■ **DIRECTIONS FOR THIS TASK**
When you copy the entries, keep every word exactly as it is and drop the images.

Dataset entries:

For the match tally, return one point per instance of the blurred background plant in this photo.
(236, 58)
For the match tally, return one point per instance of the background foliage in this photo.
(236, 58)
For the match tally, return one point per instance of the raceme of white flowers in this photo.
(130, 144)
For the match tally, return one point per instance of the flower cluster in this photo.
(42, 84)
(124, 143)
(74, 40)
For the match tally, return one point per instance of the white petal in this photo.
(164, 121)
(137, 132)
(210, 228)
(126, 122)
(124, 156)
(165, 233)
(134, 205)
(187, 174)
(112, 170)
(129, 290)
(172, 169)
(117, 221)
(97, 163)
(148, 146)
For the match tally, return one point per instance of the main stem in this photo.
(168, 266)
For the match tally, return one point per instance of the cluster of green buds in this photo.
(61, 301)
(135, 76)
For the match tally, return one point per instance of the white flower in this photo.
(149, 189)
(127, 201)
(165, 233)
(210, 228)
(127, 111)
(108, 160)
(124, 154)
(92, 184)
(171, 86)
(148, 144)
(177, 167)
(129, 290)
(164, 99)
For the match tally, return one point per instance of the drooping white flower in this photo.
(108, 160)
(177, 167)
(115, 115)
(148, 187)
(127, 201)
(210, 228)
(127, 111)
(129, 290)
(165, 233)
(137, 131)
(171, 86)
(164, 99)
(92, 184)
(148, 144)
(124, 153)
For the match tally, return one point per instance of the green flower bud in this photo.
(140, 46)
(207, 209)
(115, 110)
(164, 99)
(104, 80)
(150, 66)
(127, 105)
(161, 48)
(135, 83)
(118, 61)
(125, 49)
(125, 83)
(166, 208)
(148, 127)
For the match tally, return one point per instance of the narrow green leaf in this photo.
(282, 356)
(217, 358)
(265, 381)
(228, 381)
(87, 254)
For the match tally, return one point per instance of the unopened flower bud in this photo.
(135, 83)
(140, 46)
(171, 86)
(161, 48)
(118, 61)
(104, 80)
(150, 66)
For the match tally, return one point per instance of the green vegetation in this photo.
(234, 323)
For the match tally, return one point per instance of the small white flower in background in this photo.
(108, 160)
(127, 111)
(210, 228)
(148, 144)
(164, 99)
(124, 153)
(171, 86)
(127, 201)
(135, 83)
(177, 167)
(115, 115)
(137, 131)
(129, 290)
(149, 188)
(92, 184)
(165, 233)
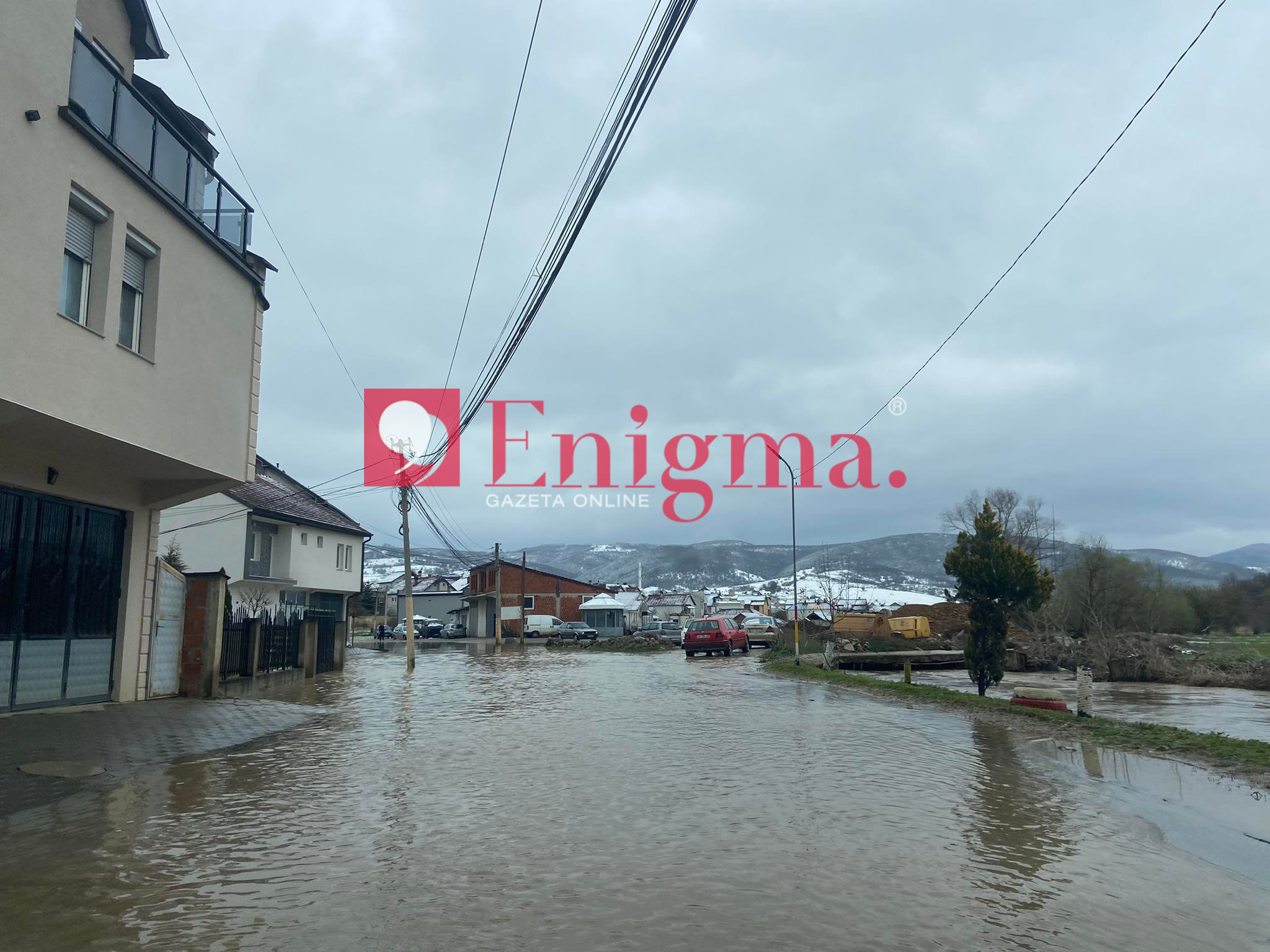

■ **YOUR RESPONSE**
For the match tally, return one point per instance of the blurred background plant in this photo.
(236, 58)
For the match tally, return one point per instance of the background foliage in this photo.
(236, 58)
For the match tally, return one point per instance of the raceme of white flowers in this photo.
(130, 144)
For the match tally, return one point per instance of the flower cluster in this photo.
(42, 84)
(124, 143)
(74, 40)
For the match tally, return one point per instance of the white petal in this photo.
(164, 121)
(137, 132)
(210, 228)
(126, 122)
(124, 156)
(165, 233)
(134, 205)
(187, 174)
(112, 170)
(129, 290)
(172, 169)
(117, 221)
(97, 163)
(148, 146)
For the match tally, return one point per instance of the main stem in this photo.
(168, 266)
For the match tally, return one point per instance of the cluster of green buds in this photo.
(61, 301)
(135, 76)
For the match tally, return one point per instance of the white flower in this photo.
(149, 189)
(127, 201)
(165, 233)
(210, 228)
(127, 111)
(108, 160)
(124, 154)
(92, 184)
(171, 86)
(148, 144)
(177, 167)
(129, 290)
(164, 99)
For the match tally, return one point per instance of the drooping white flower in this photo.
(108, 160)
(177, 167)
(115, 115)
(148, 187)
(127, 201)
(210, 228)
(127, 111)
(129, 290)
(165, 233)
(137, 131)
(171, 86)
(164, 99)
(92, 184)
(148, 144)
(124, 153)
For the match tally, return one point per instance of the green flower bud in this photo.
(140, 46)
(207, 209)
(115, 110)
(164, 99)
(104, 80)
(150, 66)
(127, 105)
(161, 48)
(135, 83)
(118, 61)
(125, 49)
(125, 83)
(166, 208)
(148, 127)
For the match tally, return one point per instance of the narrow green leaf in this photo.
(282, 356)
(217, 358)
(265, 381)
(228, 381)
(87, 254)
For the match tally, return one point per instance of the unopened flower bud in this photo.
(135, 83)
(140, 46)
(171, 86)
(161, 48)
(118, 61)
(104, 80)
(150, 66)
For the match tally, return one point per instance of the green vegetation in this photo.
(234, 323)
For the match tally, return one point per instance of the small white flower in background in this photo.
(108, 160)
(127, 111)
(210, 228)
(148, 144)
(164, 99)
(124, 153)
(171, 86)
(127, 201)
(135, 83)
(177, 167)
(115, 115)
(137, 131)
(129, 290)
(149, 188)
(92, 184)
(165, 233)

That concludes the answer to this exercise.